» **TASK INSTRUCTIONS**: Transcribe the entries exactly as given and skip whatever images they hold.

» **EXERCISE INPUTS**:
Content starts

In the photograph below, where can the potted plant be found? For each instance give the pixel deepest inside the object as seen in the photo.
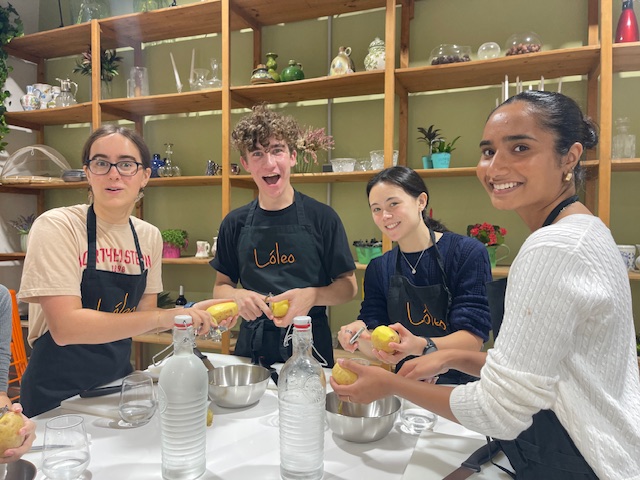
(492, 236)
(10, 27)
(310, 142)
(174, 240)
(367, 250)
(428, 136)
(23, 225)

Content ends

» **ANSWER SPACE**:
In the photograph below, where can the potted plant be found? For each instance give the pixel deepest inside the object as seen in the photo.
(492, 236)
(10, 27)
(310, 142)
(174, 240)
(367, 250)
(428, 136)
(23, 225)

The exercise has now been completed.